Every record that follows should be written out word for word; the pictures stay out.

Material provided:
★ ★ ★

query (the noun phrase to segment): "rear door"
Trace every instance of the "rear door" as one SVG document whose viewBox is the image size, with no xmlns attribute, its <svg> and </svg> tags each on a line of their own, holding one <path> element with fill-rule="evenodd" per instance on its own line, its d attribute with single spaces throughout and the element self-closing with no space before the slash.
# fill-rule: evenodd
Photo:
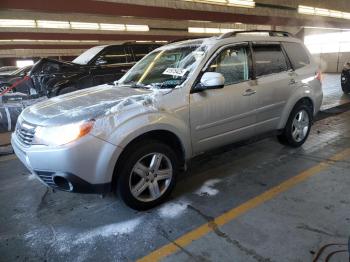
<svg viewBox="0 0 350 262">
<path fill-rule="evenodd" d="M 253 43 L 252 49 L 257 81 L 256 131 L 263 133 L 277 128 L 294 85 L 293 72 L 280 43 Z"/>
<path fill-rule="evenodd" d="M 317 81 L 315 78 L 311 80 L 315 76 L 315 73 L 317 73 L 318 68 L 315 65 L 311 65 L 310 57 L 305 47 L 300 43 L 294 42 L 283 42 L 282 45 L 293 67 L 291 75 L 294 77 L 292 78 L 292 82 L 295 82 L 295 87 L 302 85 L 302 82 L 310 83 Z"/>
</svg>

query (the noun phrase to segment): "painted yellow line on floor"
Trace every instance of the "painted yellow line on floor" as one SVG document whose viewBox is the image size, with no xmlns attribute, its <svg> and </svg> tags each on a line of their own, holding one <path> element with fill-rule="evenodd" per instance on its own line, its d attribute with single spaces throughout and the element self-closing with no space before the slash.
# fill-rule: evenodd
<svg viewBox="0 0 350 262">
<path fill-rule="evenodd" d="M 10 160 L 14 160 L 14 159 L 17 159 L 16 155 L 14 155 L 14 154 L 7 155 L 7 156 L 1 156 L 0 162 L 10 161 Z"/>
<path fill-rule="evenodd" d="M 310 169 L 305 170 L 304 172 L 284 181 L 283 183 L 279 184 L 278 186 L 275 186 L 271 188 L 270 190 L 262 193 L 261 195 L 254 197 L 247 202 L 241 204 L 238 207 L 235 207 L 228 212 L 216 217 L 211 223 L 206 223 L 189 233 L 186 233 L 185 235 L 179 237 L 174 241 L 174 243 L 167 244 L 152 253 L 148 254 L 147 256 L 141 258 L 138 260 L 138 262 L 148 262 L 148 261 L 159 261 L 175 252 L 177 252 L 180 247 L 185 247 L 189 244 L 191 244 L 192 241 L 195 241 L 204 235 L 208 234 L 209 232 L 213 231 L 213 222 L 217 226 L 223 226 L 227 224 L 228 222 L 232 221 L 233 219 L 237 218 L 238 216 L 248 212 L 249 210 L 263 204 L 266 201 L 271 200 L 272 198 L 276 197 L 277 195 L 287 191 L 288 189 L 294 187 L 295 185 L 305 181 L 309 177 L 316 175 L 320 173 L 321 171 L 327 169 L 329 166 L 334 164 L 336 161 L 344 160 L 346 157 L 350 156 L 350 148 L 341 151 L 340 153 L 333 155 L 331 158 L 319 163 L 316 166 L 311 167 Z"/>
</svg>

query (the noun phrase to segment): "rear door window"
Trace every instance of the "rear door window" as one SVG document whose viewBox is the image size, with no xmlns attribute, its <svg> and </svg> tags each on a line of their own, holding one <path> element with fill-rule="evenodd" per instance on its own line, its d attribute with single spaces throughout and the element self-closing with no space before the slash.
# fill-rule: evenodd
<svg viewBox="0 0 350 262">
<path fill-rule="evenodd" d="M 301 44 L 285 42 L 283 46 L 295 70 L 310 64 L 310 58 Z"/>
<path fill-rule="evenodd" d="M 277 74 L 289 69 L 280 44 L 253 44 L 256 77 Z"/>
<path fill-rule="evenodd" d="M 156 49 L 153 45 L 134 45 L 131 47 L 134 53 L 135 62 L 141 60 L 145 55 Z"/>
<path fill-rule="evenodd" d="M 127 63 L 127 54 L 123 46 L 113 46 L 102 52 L 96 60 L 97 64 Z"/>
</svg>

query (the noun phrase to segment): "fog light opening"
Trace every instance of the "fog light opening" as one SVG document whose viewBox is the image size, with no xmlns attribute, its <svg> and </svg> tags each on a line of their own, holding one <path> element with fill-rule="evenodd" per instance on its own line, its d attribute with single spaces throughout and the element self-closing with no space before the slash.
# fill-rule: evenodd
<svg viewBox="0 0 350 262">
<path fill-rule="evenodd" d="M 73 191 L 73 185 L 71 182 L 69 182 L 67 179 L 61 176 L 55 176 L 53 178 L 53 182 L 58 186 L 60 189 L 67 190 L 67 191 Z"/>
</svg>

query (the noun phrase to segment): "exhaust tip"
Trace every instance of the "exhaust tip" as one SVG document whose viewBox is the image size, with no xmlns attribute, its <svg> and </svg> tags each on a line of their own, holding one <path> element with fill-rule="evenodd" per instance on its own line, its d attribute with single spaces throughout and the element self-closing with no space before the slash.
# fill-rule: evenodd
<svg viewBox="0 0 350 262">
<path fill-rule="evenodd" d="M 61 176 L 54 176 L 53 182 L 57 187 L 65 191 L 73 191 L 73 185 L 66 178 Z"/>
</svg>

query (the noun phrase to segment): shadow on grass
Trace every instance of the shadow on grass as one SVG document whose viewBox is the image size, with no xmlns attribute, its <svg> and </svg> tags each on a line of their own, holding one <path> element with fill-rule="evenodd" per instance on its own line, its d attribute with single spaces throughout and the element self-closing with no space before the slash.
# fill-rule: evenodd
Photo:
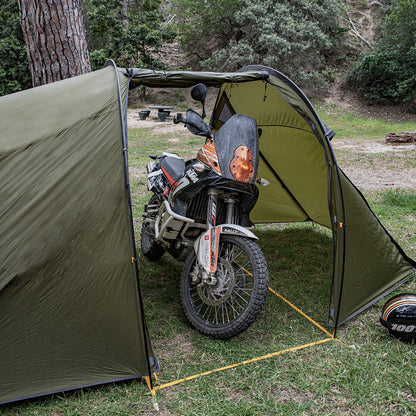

★ ★ ★

Written response:
query (the noun phrase to segment): "rear door"
Trace every instance of the "rear door" as one SVG document whose viewBox is the image size, with no xmlns attribute, its <svg> and </svg> tags each on a line of their own, holding one <path> element with fill-rule="evenodd" per instance on its own line, its d attribute with single spaces throughout and the element self-closing with no space before the slash.
# fill-rule: evenodd
Photo:
<svg viewBox="0 0 350 262">
<path fill-rule="evenodd" d="M 253 43 L 252 49 L 257 81 L 256 131 L 263 133 L 277 128 L 294 85 L 293 72 L 280 43 Z"/>
<path fill-rule="evenodd" d="M 317 81 L 315 78 L 311 80 L 315 76 L 315 73 L 317 73 L 318 68 L 315 65 L 311 65 L 310 57 L 305 47 L 300 43 L 294 42 L 283 42 L 282 45 L 293 67 L 291 75 L 294 77 L 292 78 L 292 82 L 295 82 L 295 87 L 302 85 L 302 82 L 310 83 Z"/>
</svg>

query (the noun phrase to segment): "painted yellow line on floor"
Trace every instance of the "painted yellow line on floor" as one SVG document whose viewBox is the image size, with no xmlns attribute, its <svg> and </svg> tags each on a line of their own, holding one <path> element with fill-rule="evenodd" per instance on its own line, its d attribute with single spaces throughout and the element self-closing with no space before the slash.
# fill-rule: evenodd
<svg viewBox="0 0 350 262">
<path fill-rule="evenodd" d="M 10 160 L 14 160 L 14 159 L 17 159 L 16 155 L 14 155 L 14 154 L 7 155 L 7 156 L 1 156 L 0 162 L 10 161 Z"/>
<path fill-rule="evenodd" d="M 310 169 L 305 170 L 304 172 L 284 181 L 283 183 L 279 184 L 278 186 L 275 186 L 271 188 L 270 190 L 262 193 L 261 195 L 254 197 L 247 202 L 241 204 L 238 207 L 235 207 L 228 212 L 216 217 L 211 223 L 206 223 L 189 233 L 186 233 L 185 235 L 179 237 L 174 241 L 174 243 L 167 244 L 152 253 L 148 254 L 147 256 L 141 258 L 138 260 L 138 262 L 148 262 L 148 261 L 159 261 L 175 252 L 177 252 L 180 247 L 185 247 L 189 244 L 191 244 L 192 241 L 195 241 L 204 235 L 208 234 L 209 232 L 213 231 L 213 222 L 217 226 L 223 226 L 227 224 L 228 222 L 232 221 L 233 219 L 237 218 L 238 216 L 248 212 L 249 210 L 263 204 L 266 201 L 271 200 L 272 198 L 276 197 L 277 195 L 287 191 L 288 189 L 294 187 L 295 185 L 305 181 L 309 177 L 316 175 L 320 173 L 321 171 L 327 169 L 329 166 L 334 164 L 336 161 L 344 160 L 346 157 L 350 156 L 350 148 L 341 151 L 340 153 L 333 155 L 331 158 L 319 163 L 316 166 L 311 167 Z"/>
</svg>

query (the noun phrase to segment): "rear door window"
Trace every instance of the "rear door window" as one SVG document whose viewBox is the image size, with no xmlns attribute, its <svg> and </svg> tags each on a line of their own, holding one <path> element with fill-rule="evenodd" per instance on its own line, its d attribute with single spaces throughout and the element self-closing with no space before the slash.
# fill-rule: evenodd
<svg viewBox="0 0 350 262">
<path fill-rule="evenodd" d="M 301 44 L 285 42 L 283 46 L 295 70 L 310 64 L 310 58 Z"/>
<path fill-rule="evenodd" d="M 277 74 L 289 69 L 280 44 L 253 44 L 256 77 Z"/>
<path fill-rule="evenodd" d="M 156 49 L 153 45 L 134 45 L 131 47 L 134 53 L 135 62 L 141 60 L 145 55 Z"/>
<path fill-rule="evenodd" d="M 127 63 L 127 54 L 123 46 L 113 46 L 102 52 L 96 60 L 97 64 Z"/>
</svg>

query (the noun phrase to segment): "fog light opening"
Trace every instance of the "fog light opening" as one SVG document whose viewBox is the image size, with no xmlns attribute, its <svg> and </svg> tags each on a line of their own, holding one <path> element with fill-rule="evenodd" per instance on its own line, its d attribute with single spaces throughout and the element self-closing with no space before the slash.
# fill-rule: evenodd
<svg viewBox="0 0 350 262">
<path fill-rule="evenodd" d="M 73 191 L 73 185 L 71 182 L 69 182 L 67 179 L 61 176 L 55 176 L 53 178 L 53 182 L 58 186 L 60 189 L 67 190 L 67 191 Z"/>
</svg>

query (the noun phrase to segment): "exhaust tip"
Trace every instance of the "exhaust tip" as one SVG document whose viewBox is the image size, with no xmlns attribute, its <svg> and </svg> tags each on a line of their own, holding one <path> element with fill-rule="evenodd" per instance on its own line, its d attribute with single spaces throughout and the element self-closing with no space before the slash.
# fill-rule: evenodd
<svg viewBox="0 0 350 262">
<path fill-rule="evenodd" d="M 61 176 L 54 176 L 53 182 L 57 187 L 65 191 L 73 191 L 73 185 L 66 178 Z"/>
</svg>

query (the noun phrase to segment): shadow on grass
Trace every instance of the shadow on grass as one SVG document whose viewBox is the image size, with no xmlns attribute, its <svg> and </svg> tags each on a line of their own, holding one <path> element with fill-rule="evenodd" per instance on its own line, its d attribute with single spaces throughout and the element self-closing with no space before the slash.
# fill-rule: evenodd
Photo:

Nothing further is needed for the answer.